[Records excerpted from a collection]
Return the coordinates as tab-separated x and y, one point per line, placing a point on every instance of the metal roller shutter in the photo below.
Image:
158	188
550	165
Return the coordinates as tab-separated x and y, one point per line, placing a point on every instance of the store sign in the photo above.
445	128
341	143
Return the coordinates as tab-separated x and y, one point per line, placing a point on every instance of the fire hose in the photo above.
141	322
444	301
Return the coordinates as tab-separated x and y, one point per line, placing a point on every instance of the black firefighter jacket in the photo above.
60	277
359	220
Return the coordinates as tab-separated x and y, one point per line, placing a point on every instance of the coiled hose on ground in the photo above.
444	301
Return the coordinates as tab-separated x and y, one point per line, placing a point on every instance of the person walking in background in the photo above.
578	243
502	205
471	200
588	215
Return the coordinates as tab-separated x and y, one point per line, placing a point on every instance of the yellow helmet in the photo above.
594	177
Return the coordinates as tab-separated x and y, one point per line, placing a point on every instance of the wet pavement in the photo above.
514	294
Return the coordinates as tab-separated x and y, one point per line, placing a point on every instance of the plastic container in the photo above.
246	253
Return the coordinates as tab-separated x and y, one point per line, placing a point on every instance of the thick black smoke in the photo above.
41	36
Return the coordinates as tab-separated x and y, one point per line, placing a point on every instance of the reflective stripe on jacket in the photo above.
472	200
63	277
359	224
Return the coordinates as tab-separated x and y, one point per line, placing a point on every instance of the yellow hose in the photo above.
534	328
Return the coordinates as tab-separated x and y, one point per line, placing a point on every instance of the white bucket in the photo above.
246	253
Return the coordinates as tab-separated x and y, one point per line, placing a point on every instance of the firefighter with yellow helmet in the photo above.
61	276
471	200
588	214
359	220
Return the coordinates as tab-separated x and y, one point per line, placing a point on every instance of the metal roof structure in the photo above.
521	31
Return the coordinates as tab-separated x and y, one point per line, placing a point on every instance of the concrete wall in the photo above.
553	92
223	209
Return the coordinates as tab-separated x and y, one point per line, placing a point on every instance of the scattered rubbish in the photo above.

> [WHAT YOU ARE ASKED TO DO]
Output every entry exactly.

> [PROBLEM SOLUTION]
Return the coordinates as tab-separated x and y, one point per line, placing a point on every instance of the metal roller shutter in the photo below.
Image:
158	188
550	165
Return the coordinates as tab-separated x and y, one point per line, placing a point on every instance of the store sign in the photo above.
445	128
341	143
Return the coordinates as tab-separated x and y, one point per line, placing a point on every instance of the fire hose in the photo above.
141	322
444	301
Return the coordinates as tab-separated x and y, one point per line, placing a point on every instance of the black firefighter jacket in the photo above.
60	277
359	220
Return the coordinates as tab-separated x and y, one point per line, placing a point on every instance of the coiled hose on ground in the photo above.
444	301
Return the coordinates as tab-separated x and y, one point per line, placing a point on every instance of the person walking in background in the photo above.
578	243
502	205
471	200
588	215
Return the coordinates as tab-separated x and y, one point per line, placing a point on every instance of the yellow helmet in the photo above.
594	177
Return the coordinates as tab-separated x and y, one point per line, placing a point on every instance of the wet pavement in the photo above.
514	294
Return the coordinates as tab-separated x and y, one point per line, placing a point on every instance of the plastic container in the photo above.
246	253
Return the coordinates as tab-separated x and y, one point per line, placing a point on every instance of the thick black smoke in the photo above.
41	36
Return the coordinates as tab-separated x and y, one point per line, placing a point on every instance of the reflective stripe on jacket in the photo above.
472	200
63	277
359	224
Return the coordinates as tab-separated x and y, one point per line, placing a point on every instance of the yellow hose in the photo above.
534	328
Return the coordinates as tab-separated x and y, one point per line, placing a point on every instance of the white bucket in the photo above.
246	253
Return the coordinates as tab-separated x and y, one point per line, placing a point on every instance of the firefighter with yellow helmet in the photo above.
61	276
471	200
588	214
359	220
Return the coordinates as tab-separated x and y, one point per line, placing a point on every instance of the metal roof structure in the photo above.
521	31
Return the coordinates as tab-separated x and y, one point per line, placing a point on every instance of the concrete wall in the photo above.
553	92
223	209
Return the coordinates as tab-separated x and y, one point per line, placing a point on every instance of the scattered rubbish in the photo above.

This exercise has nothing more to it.